PASSAGE SHOWN:
· · · · ·
The coefficient of horizontal reaction of the soil (k_h) is also interpreted as a pile-soil horizontal contact stiffness. According to Terzaghi [²⁰20 K. Terzaghi, "Evaluation of coefficients of subgrade reaction," Geotechnique, vol. 5, no. 4, pp. 297–326, 1955.] this coefficient is calculated by dividing the stress (p_r) by the corresponding horizontal displacement (y), Equation 1. A more comprehensive explanation for the coefficient of horizontal reaction of the soil is based on distributed load (p) over the pile length instead of horizontal normal stress (p_r). This consideration establishes the definition of the modulus of horizontal reaction of the soil (K). The K value is calculated by dividing the soil reaction, or distributed load over the pile length, by the horizontal displacement (y), Equation 2. Considering that p is calculated multiplying p_r by the pile diameter (B), the Equation 3 is obtained, which expresses the correlation between the coefficient of horizontal reaction and the modulus of horizontal reaction of the soil.
· · · · ·
DATASET:
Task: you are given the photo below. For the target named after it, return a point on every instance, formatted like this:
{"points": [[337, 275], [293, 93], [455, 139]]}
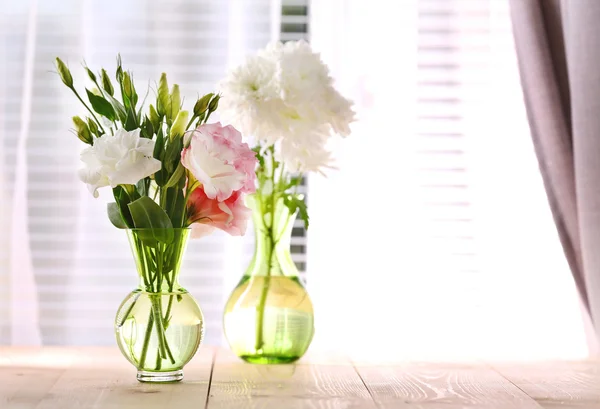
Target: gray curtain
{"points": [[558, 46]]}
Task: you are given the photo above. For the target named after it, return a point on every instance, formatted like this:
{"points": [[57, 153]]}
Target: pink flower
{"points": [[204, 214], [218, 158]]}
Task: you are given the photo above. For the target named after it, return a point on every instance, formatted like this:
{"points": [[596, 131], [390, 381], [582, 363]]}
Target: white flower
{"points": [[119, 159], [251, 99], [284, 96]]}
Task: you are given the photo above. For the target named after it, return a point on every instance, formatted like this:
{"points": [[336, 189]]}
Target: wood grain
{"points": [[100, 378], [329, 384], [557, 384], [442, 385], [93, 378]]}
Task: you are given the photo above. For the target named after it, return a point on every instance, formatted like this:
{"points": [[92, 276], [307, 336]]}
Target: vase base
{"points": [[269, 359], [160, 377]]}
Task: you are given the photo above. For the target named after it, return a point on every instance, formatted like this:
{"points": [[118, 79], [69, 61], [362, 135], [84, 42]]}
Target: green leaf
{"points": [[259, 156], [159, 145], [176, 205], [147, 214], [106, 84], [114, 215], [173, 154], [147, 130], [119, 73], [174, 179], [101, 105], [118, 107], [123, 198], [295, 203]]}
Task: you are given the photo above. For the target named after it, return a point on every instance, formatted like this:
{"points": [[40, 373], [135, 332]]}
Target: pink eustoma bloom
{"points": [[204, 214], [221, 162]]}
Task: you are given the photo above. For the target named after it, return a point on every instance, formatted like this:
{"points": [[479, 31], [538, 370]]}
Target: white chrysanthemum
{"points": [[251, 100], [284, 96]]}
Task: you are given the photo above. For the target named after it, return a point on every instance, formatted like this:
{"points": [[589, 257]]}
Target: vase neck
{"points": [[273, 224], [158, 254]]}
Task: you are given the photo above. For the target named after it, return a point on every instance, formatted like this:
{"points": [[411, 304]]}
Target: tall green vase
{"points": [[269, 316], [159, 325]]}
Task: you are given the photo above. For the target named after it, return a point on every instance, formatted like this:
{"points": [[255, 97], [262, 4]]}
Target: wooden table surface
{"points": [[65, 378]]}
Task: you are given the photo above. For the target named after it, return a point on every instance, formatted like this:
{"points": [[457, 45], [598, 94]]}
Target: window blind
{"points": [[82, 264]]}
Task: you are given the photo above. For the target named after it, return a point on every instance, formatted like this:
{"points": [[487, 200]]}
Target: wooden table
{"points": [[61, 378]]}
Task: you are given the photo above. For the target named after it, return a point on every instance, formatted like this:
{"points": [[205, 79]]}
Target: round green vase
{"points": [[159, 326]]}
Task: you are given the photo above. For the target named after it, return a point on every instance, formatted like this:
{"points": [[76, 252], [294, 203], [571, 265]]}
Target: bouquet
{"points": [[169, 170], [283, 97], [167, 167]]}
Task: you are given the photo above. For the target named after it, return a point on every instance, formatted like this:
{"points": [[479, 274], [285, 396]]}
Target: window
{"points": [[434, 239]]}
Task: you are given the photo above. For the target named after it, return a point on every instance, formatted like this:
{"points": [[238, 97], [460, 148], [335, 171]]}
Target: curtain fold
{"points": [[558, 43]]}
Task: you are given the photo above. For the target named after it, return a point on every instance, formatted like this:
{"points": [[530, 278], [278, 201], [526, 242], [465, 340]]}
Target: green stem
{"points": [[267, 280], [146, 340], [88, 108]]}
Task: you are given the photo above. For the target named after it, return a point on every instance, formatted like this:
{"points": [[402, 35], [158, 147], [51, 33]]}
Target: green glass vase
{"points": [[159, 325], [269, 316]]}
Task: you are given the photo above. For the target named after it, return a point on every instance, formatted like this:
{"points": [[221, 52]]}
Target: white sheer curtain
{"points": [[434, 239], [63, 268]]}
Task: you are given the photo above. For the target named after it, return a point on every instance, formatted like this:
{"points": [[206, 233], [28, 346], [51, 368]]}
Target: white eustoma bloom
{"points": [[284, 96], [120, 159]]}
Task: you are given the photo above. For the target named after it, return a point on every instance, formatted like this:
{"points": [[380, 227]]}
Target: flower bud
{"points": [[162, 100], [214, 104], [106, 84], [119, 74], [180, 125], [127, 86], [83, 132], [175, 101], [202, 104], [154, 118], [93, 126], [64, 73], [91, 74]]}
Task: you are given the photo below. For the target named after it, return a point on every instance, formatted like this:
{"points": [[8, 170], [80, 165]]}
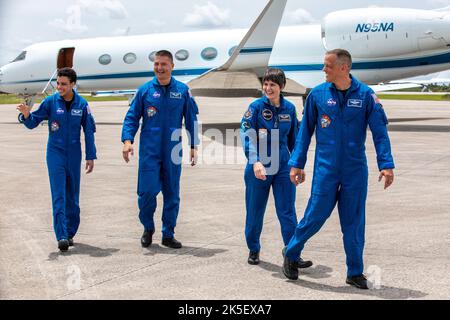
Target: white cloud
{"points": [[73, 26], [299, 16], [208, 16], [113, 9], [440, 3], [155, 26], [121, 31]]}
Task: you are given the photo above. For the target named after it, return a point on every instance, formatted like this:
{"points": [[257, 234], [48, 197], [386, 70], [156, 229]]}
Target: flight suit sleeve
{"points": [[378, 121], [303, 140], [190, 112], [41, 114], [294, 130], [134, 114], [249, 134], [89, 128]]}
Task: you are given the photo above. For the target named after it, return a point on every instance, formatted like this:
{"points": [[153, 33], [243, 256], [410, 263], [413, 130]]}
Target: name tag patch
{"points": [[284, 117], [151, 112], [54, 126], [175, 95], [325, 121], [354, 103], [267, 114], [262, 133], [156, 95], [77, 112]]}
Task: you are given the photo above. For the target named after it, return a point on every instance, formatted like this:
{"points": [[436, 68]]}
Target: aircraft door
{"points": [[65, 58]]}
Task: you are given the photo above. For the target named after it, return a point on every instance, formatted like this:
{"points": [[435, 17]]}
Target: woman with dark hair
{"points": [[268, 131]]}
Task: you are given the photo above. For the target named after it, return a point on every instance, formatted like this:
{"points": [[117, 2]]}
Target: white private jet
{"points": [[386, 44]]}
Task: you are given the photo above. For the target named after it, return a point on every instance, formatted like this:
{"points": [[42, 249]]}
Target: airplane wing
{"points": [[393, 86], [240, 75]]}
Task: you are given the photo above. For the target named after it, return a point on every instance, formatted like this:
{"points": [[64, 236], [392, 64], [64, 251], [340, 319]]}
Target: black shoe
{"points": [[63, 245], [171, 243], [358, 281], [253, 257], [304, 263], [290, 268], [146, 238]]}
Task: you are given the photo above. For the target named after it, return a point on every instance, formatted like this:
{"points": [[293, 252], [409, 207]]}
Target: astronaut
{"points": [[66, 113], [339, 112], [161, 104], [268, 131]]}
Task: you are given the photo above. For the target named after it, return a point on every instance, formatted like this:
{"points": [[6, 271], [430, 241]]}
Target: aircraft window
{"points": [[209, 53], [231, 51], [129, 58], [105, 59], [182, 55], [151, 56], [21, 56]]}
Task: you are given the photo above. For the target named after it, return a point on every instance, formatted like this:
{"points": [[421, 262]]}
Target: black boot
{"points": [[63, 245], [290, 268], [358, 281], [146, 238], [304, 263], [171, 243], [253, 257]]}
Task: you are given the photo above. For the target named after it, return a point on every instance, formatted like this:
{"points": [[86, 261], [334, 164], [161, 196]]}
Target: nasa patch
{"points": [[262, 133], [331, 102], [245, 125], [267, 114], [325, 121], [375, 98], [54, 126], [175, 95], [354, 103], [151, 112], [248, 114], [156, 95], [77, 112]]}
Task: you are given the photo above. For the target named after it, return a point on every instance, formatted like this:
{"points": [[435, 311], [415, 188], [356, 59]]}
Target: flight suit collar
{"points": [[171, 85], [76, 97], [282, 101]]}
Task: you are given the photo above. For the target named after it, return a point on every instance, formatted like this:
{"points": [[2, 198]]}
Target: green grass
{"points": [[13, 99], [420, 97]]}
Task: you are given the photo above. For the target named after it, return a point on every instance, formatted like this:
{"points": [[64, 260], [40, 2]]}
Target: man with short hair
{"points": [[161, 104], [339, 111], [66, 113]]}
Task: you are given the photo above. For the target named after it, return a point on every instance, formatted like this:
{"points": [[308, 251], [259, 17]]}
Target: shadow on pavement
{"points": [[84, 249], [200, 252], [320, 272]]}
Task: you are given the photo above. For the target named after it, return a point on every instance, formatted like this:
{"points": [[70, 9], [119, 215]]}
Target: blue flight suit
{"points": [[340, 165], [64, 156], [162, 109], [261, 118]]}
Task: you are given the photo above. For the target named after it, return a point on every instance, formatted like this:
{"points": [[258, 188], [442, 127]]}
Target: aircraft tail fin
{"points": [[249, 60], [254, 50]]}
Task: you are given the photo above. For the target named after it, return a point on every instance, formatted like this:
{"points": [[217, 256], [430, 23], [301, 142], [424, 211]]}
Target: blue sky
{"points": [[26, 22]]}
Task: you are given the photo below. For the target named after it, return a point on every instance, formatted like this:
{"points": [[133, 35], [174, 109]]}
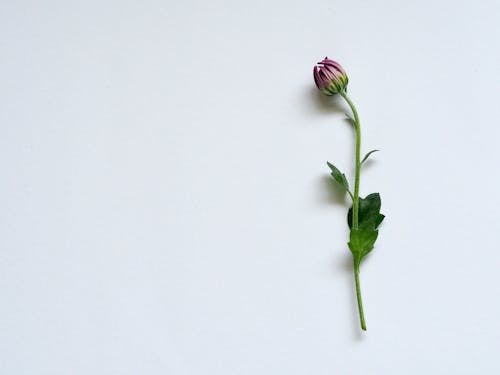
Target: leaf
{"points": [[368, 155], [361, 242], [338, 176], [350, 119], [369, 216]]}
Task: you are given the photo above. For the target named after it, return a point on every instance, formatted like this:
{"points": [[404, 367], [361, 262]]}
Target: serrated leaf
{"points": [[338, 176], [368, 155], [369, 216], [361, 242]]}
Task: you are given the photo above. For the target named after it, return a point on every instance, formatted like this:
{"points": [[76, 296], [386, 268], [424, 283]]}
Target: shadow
· · · · ·
PROMPT: Turn the paragraph starting "The coefficient of horizontal reaction of the soil" in the passage on soil reaction above into a short bulleted list that keeps its main facts.

RESULT:
- The coefficient of horizontal reaction of the soil (k_h) is also seen as a pile-soil horizontal contact stiffness.
- Following Terzaghi, it equals the stress (p_r) divided by the matching horizontal displacement (y) (Equation 1).
- A fuller approach uses the distributed load (p) over the pile length instead of the horizontal normal stress (p_r). This defines the modulus of horizontal reaction of the soil (K).
- K equals the soil reaction, or distributed load over the pile length, divided by the horizontal displacement (y) (Equation 2).
- Since p equals p_r times the pile diameter (B), Equation 3 follows. It links the coefficient and the modulus of horizontal reaction of the soil.